= Aim of the task =
Output as a JSON list of strings, one per line and omitting blank lines, the part of the items that opens with the line containing "Trace the outline of every instance of the vintage" and closes with the line containing "M 319 87 L 315", both included.

= Records supplied =
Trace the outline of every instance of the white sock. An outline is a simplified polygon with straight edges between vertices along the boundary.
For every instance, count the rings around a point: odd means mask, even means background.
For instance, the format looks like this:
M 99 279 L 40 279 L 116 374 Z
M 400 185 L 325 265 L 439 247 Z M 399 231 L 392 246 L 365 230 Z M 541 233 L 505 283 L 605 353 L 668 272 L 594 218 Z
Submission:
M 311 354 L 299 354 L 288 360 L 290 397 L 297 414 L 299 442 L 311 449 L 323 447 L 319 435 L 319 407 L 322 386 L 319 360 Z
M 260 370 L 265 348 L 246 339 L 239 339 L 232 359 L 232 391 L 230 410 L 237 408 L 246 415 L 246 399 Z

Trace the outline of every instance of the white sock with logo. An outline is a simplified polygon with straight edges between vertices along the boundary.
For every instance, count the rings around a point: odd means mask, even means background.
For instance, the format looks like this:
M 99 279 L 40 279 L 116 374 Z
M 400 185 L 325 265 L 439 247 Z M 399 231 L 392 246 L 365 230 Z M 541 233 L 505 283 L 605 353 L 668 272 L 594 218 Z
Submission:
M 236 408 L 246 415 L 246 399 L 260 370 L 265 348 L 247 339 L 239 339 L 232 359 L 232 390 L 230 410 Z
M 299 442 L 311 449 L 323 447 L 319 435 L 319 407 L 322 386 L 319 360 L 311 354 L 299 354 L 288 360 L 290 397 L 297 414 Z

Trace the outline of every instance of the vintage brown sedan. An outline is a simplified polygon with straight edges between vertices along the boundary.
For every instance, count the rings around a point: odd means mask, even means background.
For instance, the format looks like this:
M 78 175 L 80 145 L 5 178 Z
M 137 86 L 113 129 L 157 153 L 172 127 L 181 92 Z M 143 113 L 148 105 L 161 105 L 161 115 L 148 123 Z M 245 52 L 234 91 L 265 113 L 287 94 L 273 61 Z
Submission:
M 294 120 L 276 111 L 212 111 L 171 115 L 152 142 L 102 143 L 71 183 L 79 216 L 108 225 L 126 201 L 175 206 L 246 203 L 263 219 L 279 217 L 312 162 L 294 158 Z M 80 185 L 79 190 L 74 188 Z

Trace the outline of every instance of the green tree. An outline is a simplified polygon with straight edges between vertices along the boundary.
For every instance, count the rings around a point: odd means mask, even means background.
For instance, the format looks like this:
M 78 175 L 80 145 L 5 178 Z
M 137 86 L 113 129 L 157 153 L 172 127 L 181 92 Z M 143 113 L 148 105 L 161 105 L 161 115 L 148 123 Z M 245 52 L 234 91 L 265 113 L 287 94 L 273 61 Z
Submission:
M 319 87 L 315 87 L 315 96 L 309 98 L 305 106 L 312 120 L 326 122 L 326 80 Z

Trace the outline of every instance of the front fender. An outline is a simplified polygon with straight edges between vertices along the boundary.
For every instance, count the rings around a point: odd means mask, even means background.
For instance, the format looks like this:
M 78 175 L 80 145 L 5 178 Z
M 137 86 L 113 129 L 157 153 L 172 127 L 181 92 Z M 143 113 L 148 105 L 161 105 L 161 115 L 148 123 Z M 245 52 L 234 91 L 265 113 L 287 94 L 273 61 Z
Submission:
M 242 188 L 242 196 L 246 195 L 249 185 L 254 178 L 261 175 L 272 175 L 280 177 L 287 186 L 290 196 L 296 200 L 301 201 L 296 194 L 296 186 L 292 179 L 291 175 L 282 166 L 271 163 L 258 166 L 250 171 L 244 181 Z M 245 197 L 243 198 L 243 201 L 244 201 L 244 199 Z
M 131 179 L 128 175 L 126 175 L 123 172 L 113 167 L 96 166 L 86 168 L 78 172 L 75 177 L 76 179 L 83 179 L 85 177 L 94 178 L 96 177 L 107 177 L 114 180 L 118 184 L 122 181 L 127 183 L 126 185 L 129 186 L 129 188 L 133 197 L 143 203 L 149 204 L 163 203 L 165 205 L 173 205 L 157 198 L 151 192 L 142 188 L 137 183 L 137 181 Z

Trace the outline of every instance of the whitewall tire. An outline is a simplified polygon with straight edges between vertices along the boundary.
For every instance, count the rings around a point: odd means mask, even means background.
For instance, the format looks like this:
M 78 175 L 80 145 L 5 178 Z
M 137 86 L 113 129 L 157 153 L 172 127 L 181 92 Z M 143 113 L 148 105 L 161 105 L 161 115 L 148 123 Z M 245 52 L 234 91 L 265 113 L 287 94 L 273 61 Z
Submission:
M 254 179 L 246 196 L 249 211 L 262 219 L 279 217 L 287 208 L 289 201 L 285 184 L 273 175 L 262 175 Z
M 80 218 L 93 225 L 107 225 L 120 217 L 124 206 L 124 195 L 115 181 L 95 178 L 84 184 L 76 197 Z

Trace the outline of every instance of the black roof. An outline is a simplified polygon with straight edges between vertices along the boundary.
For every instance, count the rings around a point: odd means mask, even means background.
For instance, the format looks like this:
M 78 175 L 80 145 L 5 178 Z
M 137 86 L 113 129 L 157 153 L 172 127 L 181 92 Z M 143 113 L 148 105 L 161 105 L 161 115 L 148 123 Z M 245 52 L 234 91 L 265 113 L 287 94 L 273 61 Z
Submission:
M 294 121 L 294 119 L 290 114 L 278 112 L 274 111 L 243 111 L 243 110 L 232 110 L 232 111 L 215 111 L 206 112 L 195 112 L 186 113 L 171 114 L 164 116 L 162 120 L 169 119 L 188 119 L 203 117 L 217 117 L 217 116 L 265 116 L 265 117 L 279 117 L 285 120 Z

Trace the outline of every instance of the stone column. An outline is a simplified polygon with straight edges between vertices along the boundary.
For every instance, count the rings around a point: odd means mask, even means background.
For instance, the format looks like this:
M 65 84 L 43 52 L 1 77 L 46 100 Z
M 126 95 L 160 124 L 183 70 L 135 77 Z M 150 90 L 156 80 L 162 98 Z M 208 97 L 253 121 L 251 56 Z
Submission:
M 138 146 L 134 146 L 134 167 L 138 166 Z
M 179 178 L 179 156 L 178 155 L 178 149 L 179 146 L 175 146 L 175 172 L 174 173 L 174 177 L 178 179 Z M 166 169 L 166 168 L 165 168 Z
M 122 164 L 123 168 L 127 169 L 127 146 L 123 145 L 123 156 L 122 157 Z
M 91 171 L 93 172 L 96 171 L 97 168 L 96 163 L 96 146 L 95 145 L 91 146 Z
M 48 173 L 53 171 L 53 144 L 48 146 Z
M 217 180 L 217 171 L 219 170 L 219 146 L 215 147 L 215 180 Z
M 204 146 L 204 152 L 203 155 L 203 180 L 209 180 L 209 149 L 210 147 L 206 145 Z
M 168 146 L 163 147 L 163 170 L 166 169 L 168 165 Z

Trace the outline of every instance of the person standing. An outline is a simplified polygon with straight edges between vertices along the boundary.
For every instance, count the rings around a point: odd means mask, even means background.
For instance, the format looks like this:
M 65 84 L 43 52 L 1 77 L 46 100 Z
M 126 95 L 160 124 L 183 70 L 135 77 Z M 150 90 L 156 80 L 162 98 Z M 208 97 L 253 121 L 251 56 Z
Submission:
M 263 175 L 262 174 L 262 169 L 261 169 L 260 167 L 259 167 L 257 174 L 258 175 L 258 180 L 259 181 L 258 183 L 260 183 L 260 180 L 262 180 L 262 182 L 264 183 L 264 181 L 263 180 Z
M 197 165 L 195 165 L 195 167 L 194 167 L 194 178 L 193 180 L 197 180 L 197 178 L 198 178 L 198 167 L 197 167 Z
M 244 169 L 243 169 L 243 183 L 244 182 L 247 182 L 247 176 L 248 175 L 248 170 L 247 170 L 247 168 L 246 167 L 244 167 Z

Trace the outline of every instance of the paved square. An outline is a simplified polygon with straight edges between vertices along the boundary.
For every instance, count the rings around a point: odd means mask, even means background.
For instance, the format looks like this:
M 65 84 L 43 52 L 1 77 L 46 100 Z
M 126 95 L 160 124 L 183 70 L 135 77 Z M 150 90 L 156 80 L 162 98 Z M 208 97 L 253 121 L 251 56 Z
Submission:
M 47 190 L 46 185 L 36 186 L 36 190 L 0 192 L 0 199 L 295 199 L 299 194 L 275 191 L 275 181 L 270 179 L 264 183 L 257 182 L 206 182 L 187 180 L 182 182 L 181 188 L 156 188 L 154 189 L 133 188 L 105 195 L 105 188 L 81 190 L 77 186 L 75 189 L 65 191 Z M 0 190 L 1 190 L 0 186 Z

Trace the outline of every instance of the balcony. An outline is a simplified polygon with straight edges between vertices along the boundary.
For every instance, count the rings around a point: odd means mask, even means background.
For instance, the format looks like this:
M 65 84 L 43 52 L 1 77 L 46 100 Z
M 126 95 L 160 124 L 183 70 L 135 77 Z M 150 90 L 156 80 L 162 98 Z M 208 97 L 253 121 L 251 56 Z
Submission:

= Exercise result =
[
  "Trace the outline of every instance of the vintage brown sedan. An outline is a simplified polygon with straight edges between vertices along the boundary.",
  "For every instance, count the rings around a point: odd means mask, even means background.",
  "For instance, the format looks like this:",
  "M 78 175 L 80 145 L 5 178 Z",
  "M 137 86 L 113 129 L 157 153 L 172 127 L 181 92 Z M 143 113 L 148 105 L 161 105 L 161 115 L 148 123 Z M 245 52 L 234 91 L 265 113 L 287 94 L 273 61 Z",
  "Submission:",
  "M 294 120 L 276 111 L 212 111 L 171 115 L 152 142 L 102 143 L 71 183 L 79 216 L 108 225 L 126 201 L 175 206 L 246 203 L 263 219 L 279 217 L 312 162 L 294 158 Z M 80 185 L 79 190 L 74 188 Z",
  "Trace the outline of every instance of the green tree. An outline is a simplified polygon with straight edges between vertices along the boundary.",
  "For every instance, count the rings around a point: odd means mask, even means background.",
  "For instance, the format looks like this:",
  "M 78 175 L 80 145 L 5 178 Z",
  "M 137 86 L 113 129 L 157 153 L 172 127 L 181 92 Z M 143 113 L 148 105 L 161 105 L 161 115 L 148 123 Z M 245 52 L 234 91 L 265 113 L 287 94 L 273 61 Z",
  "Submission:",
  "M 319 87 L 315 87 L 315 96 L 309 98 L 305 106 L 312 120 L 326 122 L 326 80 Z"
]